# Text to read
"""
Good luck with the lambing and let us know how Esther and her lamb(s) fare.


----------



## BSue (Sep 5, 2019)

@mysunwolf 
Thank you for your response. I have noticed that Esther is more anxious for feed and since she is in the last few weeks of pregnancy I have up'ed her intake but just by a little. A little more grain a little more alfalfa and a little more carrots (one of her favorites). We have been in the non-rainy season for the last three months, lots of sunny days here but yesterday it finally rained. 

@Sheepshape 
I think we wormed Esther once when she was still young like 5 months old, when they both had some diarrhea. That is good information to know, thank you.


----------



## Sheepshape (Sep 5, 2019)

I'd let Esther have more food. Metabolic requirements of late pregnancy mean that ewes can need at least twice their non-pregnant intake.


----------



## BSue (Oct 2, 2019)

Yesterday was day 147 and around 8pm this happened!


----------



## Sheepshape (Oct 2, 2019)

Lovely!
Make sure mama has plenty of food.
Congratulations to you all.


----------



## Mini Horses (Oct 2, 2019)

Awwwh...so cute!  Is he spotted?


----------



## BSue (Oct 2, 2019)

Sheepshape said:


> Lovely!
> Make sure mama has plenty of food.
> Congratulations to you all.


Yeah, she didn't eat much for two days and she is definitely making up for it now.


----------



## BSue (Oct 2, 2019)

Mini Horses said:


> Awwwh...so cute!  Is he spotted?


No, all white like mom and dad. Picture was taken at night so looks like shadow spots. Here's one from today.


----------



## Beekissed (Oct 2, 2019)

from WV!   Excellent post...good questions, receptive to advice, and pics...and then pics to show the outcome!  LOVE it.  

I'm so glad another shepherd has arrived to join the flock!    Congrats on the lamb, BTW.


----------



## Baymule (Oct 2, 2019)

Awww..... so cute! I love lambs, they just grow up too fast! You did good, you have given Mom the best of care, now you have a sweet lamb to enjoy.


----------



## BSue (Oct 29, 2019)

__ https://www.facebook.com/video.php?v=933325340401230
			




I wish I could upload a video here so you can see how cute she is. Maybe if I link the video you can watch it that way. You can never see too many videos of bleating lambs. 





__ https://www.facebook.com/video.php?v=933325340401230


----------



## BSue (Nov 6, 2019)

So I am trying to think ahead a little bit and doing a lot of reading. I didn't want to make a new thread about weaning and breeding since I'm dealing with the same sheep family. Any advice would be greatly appreciated.
"""
# Direction A
Name every username that appears as the author of a post in the sheep forum thread.
The forum thread and the entries are unrelated to each other.

# Items drawn from a dataset
"""
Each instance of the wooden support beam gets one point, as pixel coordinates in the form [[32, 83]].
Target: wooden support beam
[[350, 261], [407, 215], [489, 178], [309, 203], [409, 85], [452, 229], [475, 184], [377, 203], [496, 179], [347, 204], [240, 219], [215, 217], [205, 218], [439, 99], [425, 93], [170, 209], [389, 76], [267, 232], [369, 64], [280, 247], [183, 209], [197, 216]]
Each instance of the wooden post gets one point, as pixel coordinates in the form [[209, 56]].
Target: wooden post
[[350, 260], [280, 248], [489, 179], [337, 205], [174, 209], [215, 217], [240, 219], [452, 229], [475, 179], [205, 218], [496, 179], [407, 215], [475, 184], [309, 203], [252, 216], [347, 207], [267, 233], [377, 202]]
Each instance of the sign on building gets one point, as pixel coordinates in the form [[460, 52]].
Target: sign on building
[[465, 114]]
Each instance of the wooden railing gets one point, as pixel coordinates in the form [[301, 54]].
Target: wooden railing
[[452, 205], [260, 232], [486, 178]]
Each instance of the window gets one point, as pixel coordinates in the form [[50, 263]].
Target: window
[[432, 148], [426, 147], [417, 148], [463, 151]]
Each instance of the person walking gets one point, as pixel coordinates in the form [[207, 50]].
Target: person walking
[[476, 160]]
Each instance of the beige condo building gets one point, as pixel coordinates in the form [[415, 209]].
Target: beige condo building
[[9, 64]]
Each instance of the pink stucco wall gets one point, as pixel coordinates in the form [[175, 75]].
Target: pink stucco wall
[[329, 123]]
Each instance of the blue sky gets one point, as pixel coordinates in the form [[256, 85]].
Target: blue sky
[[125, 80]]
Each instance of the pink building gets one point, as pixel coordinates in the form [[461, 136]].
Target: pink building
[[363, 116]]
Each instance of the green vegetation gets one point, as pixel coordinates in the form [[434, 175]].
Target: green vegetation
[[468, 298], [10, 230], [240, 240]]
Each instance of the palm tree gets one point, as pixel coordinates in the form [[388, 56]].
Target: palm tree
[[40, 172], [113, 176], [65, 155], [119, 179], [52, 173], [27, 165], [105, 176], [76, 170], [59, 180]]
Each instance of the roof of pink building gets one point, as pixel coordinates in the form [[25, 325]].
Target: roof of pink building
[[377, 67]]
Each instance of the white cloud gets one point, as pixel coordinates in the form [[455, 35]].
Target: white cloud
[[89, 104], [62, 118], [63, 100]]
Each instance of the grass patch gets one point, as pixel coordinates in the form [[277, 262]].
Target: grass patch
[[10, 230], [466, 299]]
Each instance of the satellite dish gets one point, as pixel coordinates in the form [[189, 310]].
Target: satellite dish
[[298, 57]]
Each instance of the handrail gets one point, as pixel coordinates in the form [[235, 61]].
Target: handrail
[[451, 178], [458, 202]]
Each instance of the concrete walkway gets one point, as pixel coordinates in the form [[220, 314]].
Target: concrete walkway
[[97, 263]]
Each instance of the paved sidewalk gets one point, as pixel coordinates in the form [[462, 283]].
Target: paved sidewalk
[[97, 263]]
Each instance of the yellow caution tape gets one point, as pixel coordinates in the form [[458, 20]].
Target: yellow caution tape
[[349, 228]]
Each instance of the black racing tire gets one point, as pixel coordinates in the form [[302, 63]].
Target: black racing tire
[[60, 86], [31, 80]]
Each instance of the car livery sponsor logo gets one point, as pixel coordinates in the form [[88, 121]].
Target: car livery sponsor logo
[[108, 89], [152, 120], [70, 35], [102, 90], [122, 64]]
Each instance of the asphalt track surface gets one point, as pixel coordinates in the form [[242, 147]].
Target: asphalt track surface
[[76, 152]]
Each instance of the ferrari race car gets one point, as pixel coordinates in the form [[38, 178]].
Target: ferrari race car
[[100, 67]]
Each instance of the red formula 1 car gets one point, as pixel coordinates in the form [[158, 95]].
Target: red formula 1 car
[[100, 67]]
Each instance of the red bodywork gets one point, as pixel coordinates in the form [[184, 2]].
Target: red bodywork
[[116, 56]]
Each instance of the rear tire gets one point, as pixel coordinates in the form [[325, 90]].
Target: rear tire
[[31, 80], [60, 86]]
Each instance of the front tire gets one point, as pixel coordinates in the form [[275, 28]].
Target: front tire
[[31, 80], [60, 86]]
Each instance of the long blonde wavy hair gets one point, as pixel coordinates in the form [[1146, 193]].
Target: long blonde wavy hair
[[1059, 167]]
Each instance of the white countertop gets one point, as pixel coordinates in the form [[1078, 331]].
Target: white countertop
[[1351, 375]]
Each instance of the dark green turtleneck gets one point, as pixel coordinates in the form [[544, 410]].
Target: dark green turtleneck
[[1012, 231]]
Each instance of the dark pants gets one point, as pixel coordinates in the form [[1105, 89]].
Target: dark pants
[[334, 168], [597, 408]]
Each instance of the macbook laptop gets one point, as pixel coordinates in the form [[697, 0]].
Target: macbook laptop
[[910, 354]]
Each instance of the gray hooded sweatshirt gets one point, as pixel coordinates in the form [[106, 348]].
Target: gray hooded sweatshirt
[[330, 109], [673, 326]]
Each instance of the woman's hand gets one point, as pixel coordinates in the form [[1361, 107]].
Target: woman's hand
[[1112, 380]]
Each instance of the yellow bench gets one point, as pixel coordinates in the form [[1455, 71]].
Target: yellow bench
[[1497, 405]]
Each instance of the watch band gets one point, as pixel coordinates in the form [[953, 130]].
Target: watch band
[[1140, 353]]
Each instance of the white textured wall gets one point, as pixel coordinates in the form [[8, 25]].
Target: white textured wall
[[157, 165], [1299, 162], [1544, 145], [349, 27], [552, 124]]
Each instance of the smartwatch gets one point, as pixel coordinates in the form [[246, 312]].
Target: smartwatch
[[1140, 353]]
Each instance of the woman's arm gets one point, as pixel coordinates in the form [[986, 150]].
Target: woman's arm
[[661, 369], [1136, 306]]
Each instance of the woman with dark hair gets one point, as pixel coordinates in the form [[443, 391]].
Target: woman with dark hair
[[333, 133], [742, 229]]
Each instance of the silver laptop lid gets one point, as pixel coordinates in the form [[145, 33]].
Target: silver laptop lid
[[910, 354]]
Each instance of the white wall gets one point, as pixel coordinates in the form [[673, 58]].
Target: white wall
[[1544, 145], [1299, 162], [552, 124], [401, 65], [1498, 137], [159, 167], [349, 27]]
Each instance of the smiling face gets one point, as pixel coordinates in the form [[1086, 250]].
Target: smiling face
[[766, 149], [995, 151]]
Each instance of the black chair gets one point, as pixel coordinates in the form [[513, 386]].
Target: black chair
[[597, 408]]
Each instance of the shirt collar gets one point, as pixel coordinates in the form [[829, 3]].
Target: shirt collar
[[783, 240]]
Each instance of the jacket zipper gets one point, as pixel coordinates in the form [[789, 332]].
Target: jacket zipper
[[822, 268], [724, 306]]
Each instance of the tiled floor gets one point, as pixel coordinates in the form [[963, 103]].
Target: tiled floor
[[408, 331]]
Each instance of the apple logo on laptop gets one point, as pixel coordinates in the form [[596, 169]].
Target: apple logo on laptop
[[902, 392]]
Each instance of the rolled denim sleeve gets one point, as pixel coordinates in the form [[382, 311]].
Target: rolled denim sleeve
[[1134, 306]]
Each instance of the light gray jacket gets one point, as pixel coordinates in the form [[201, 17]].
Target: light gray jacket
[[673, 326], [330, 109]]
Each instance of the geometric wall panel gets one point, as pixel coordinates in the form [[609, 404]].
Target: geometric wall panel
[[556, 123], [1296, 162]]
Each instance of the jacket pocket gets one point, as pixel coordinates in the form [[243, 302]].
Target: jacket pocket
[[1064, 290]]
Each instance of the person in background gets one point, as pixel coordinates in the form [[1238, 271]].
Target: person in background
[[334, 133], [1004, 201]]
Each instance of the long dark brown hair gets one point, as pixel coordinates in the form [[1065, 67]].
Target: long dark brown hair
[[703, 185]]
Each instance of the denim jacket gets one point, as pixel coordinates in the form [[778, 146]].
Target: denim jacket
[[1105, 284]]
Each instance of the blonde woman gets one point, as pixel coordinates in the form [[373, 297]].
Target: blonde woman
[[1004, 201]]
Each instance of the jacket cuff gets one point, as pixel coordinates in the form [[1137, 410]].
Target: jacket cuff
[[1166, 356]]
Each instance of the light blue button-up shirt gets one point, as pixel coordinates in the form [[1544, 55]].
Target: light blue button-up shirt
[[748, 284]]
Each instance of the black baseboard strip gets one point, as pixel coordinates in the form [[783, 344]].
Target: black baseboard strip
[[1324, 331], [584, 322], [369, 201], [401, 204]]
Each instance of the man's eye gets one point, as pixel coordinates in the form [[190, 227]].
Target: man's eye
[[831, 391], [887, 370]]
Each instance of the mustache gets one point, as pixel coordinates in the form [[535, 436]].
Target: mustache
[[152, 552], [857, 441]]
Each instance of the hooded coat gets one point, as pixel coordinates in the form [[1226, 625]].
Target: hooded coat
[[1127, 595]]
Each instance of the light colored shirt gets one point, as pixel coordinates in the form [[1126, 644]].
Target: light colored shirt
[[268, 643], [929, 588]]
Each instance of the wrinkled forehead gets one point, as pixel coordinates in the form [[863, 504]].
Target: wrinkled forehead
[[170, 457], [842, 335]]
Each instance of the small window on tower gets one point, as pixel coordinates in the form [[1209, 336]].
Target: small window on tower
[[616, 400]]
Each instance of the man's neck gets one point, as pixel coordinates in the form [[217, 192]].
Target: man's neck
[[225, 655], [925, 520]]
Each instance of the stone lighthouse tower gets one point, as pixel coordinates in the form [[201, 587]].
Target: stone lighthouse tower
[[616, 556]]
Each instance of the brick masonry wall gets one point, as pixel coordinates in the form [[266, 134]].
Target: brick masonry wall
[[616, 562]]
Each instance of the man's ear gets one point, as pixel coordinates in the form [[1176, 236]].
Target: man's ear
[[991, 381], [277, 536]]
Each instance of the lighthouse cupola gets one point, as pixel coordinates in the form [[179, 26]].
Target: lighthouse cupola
"""
# Direction B
Scale the entries from the line with "Each instance of the rolled" up to and including the line with "[[556, 123], [1296, 162]]". Rewrite those lines with their requests, multiplying each answer coordinate by 1.45 and rounding to whole numbers with halves rounded up, and leave the format samples in the requests unchanged.

# Full answer A
BSue, Sheepshape, Mini Horses, Beekissed, Baymule

# Full answer B
Each instance of the rolled denim sleeve gets one point, as pixel coordinates in the form [[382, 311]].
Target: rolled denim sleeve
[[1644, 444]]
Each instance of the light gray jacket gets one point, as pixel coordinates in the form [[201, 17]].
Target: light gray jacket
[[976, 473], [479, 158]]
Each instance of the geometric wall panel gets one point, as pixel coordinates in the form [[609, 404]].
Target: geometric wall panel
[[806, 178], [1879, 235]]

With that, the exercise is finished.